··· Exercise materials ···

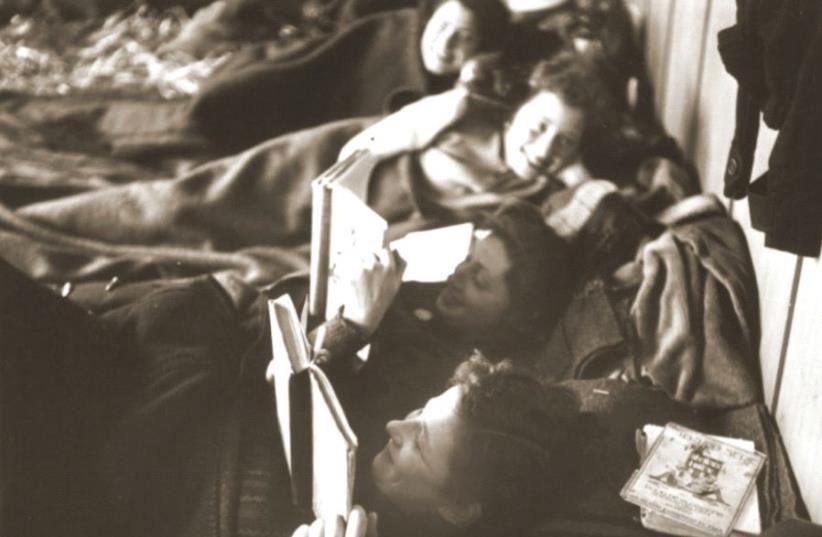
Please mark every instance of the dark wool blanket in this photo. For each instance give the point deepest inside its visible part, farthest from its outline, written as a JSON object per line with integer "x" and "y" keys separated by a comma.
{"x": 358, "y": 71}
{"x": 154, "y": 393}
{"x": 249, "y": 214}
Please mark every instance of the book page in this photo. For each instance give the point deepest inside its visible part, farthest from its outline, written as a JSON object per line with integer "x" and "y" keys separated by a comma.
{"x": 748, "y": 521}
{"x": 433, "y": 254}
{"x": 289, "y": 355}
{"x": 343, "y": 230}
{"x": 695, "y": 480}
{"x": 357, "y": 233}
{"x": 334, "y": 451}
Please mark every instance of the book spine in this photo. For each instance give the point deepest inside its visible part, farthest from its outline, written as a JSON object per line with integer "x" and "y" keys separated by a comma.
{"x": 320, "y": 249}
{"x": 302, "y": 467}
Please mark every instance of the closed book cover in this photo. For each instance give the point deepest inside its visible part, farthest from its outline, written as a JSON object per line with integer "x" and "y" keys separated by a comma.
{"x": 748, "y": 522}
{"x": 695, "y": 480}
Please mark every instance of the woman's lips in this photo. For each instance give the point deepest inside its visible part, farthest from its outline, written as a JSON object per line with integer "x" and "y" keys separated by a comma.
{"x": 451, "y": 298}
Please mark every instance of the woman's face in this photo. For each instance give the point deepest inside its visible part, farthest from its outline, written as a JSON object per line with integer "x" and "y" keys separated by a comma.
{"x": 450, "y": 38}
{"x": 544, "y": 136}
{"x": 476, "y": 296}
{"x": 413, "y": 469}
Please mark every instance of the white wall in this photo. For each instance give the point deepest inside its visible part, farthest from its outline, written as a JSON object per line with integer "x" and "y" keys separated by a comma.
{"x": 696, "y": 98}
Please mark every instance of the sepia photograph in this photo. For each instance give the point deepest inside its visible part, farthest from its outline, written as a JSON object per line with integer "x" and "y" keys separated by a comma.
{"x": 410, "y": 268}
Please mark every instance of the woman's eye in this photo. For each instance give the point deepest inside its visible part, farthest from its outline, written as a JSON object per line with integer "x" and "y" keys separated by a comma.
{"x": 481, "y": 281}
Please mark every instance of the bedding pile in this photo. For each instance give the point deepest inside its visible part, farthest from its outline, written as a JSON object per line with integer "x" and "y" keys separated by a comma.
{"x": 122, "y": 54}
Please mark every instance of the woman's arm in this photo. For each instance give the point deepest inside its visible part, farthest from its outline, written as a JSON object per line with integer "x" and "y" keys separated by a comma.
{"x": 359, "y": 524}
{"x": 372, "y": 291}
{"x": 412, "y": 127}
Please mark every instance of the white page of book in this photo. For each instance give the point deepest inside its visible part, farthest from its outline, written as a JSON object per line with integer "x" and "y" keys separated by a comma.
{"x": 748, "y": 521}
{"x": 433, "y": 254}
{"x": 334, "y": 451}
{"x": 289, "y": 346}
{"x": 357, "y": 233}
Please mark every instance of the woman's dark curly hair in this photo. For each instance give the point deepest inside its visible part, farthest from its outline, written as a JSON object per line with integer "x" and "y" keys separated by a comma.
{"x": 522, "y": 445}
{"x": 575, "y": 78}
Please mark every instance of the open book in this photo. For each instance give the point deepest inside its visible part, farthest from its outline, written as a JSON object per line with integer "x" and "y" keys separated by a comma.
{"x": 319, "y": 445}
{"x": 695, "y": 484}
{"x": 345, "y": 231}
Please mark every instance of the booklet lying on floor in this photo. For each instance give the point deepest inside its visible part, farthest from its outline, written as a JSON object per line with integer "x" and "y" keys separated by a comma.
{"x": 320, "y": 447}
{"x": 698, "y": 482}
{"x": 748, "y": 521}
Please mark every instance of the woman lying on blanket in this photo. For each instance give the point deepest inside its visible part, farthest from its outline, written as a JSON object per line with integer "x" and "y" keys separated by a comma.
{"x": 177, "y": 429}
{"x": 473, "y": 151}
{"x": 156, "y": 420}
{"x": 378, "y": 62}
{"x": 503, "y": 299}
{"x": 483, "y": 458}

···

**Task goal**.
Restate the full listing word for word, excluding images.

**Solution for this problem**.
Please mark every instance of the dark wool blanket in this photo. For each instance give the point deepest inside its visible part, farthest from its outline, written as a JSON object per line with integer "x" and "y" keys separated by a comma.
{"x": 358, "y": 71}
{"x": 154, "y": 393}
{"x": 249, "y": 214}
Please mark every instance of the book page in this photo. For each instance give the point deepest inside its visible part, farthest from its outline, written as a JSON object per line with integer "x" and "y" keys separated by a comma.
{"x": 748, "y": 521}
{"x": 433, "y": 254}
{"x": 289, "y": 355}
{"x": 343, "y": 230}
{"x": 695, "y": 480}
{"x": 357, "y": 233}
{"x": 334, "y": 451}
Please mark every instance of the book spine in this photo. For each instance give the point deepest inside its visible part, farthest from its outline, written as a JSON object per line with integer "x" and "y" keys separated by a comma.
{"x": 320, "y": 249}
{"x": 302, "y": 467}
Please mark every instance of the closed book cover in this photo. For each instance give the point deepest inside its visible part, farthest from its outline, written as a JSON object per line with integer "x" and "y" keys separated by a comma.
{"x": 748, "y": 522}
{"x": 695, "y": 480}
Please mark every instance of the woman's lips in this photo. For each instance give the point deepest inside its visible part, farthest from its outline, written as a JSON object per line with integer "x" and "y" keys separated by a comma.
{"x": 451, "y": 298}
Please mark every instance of the woman's face in this photo. For each instance give the point deepest inside its visible part, farthest from its outline, written as a JSON object per line with integer "x" and "y" keys separated by a comma.
{"x": 450, "y": 38}
{"x": 544, "y": 136}
{"x": 476, "y": 296}
{"x": 413, "y": 469}
Please mark every instance of the white wall in this photo. For each instance give the point deepest inside its visible part, farthest from its outline, written as a JSON object per line with integer "x" and "y" keys separated by a comma.
{"x": 696, "y": 98}
Please mark every instance of the sepia photograph in this photo. For each instance give the point deepest inside its visible part, farthest from its outline, written as a JSON object per line with integer "x" and "y" keys separated by a comma.
{"x": 410, "y": 268}
Please mark every instance of the woman's eye in this photo. For each instance give the point deepest inside its visible part, farthest from its outline, written as a JSON object per line with integer "x" and "y" keys separated by a comma.
{"x": 481, "y": 281}
Please mark every instance of the bedding pile in this photo. For each instance give the point deepest inside its visible part, farthest from its outline, written as a JSON object per line with integer "x" and "y" keys separated by a comma.
{"x": 122, "y": 54}
Please mark every instance of the woman's arm in this photo. For each instance give the point deepest inside its visible part, farthest from its outline, written as a JSON object per line with integer "x" and "y" keys separated by a comma.
{"x": 359, "y": 524}
{"x": 372, "y": 291}
{"x": 412, "y": 127}
Please mark every instance of the white page of book in this photo. For each instance give the point deepest inside its visible part, farthest from its outline, written as a JSON object per line with integer "x" and "y" keys separated by a comma.
{"x": 748, "y": 521}
{"x": 433, "y": 254}
{"x": 334, "y": 451}
{"x": 289, "y": 346}
{"x": 357, "y": 233}
Please mark every instance of the woman's dark curly hair in this photo. For each instance give the point deepest inside its visible part, farthest from its outline, written as a JSON object per line with integer "x" and "y" keys separated by a comma.
{"x": 522, "y": 445}
{"x": 575, "y": 78}
Please mark every instance of the open book in this photo. For each instance give the point deepest inside its visible part, farthest from its outline, written as a JSON object per line with integer "x" and "y" keys separated by a comma.
{"x": 319, "y": 445}
{"x": 695, "y": 484}
{"x": 345, "y": 231}
Please mark every instance of the booklet lying on floor in this photo. For each instance give the point deepest inside its visible part, farthest from its outline, written as a JSON object per line with integer "x" and "y" keys separated by a comma.
{"x": 320, "y": 447}
{"x": 698, "y": 482}
{"x": 748, "y": 521}
Please mark every instance of the woman lying on blanket in this photo. For each instance give the point deepest inside its visible part, farthest from its outline, written as a JSON object per line with integer "x" and "y" keys separated by a comma.
{"x": 177, "y": 429}
{"x": 473, "y": 151}
{"x": 156, "y": 420}
{"x": 378, "y": 62}
{"x": 503, "y": 299}
{"x": 483, "y": 458}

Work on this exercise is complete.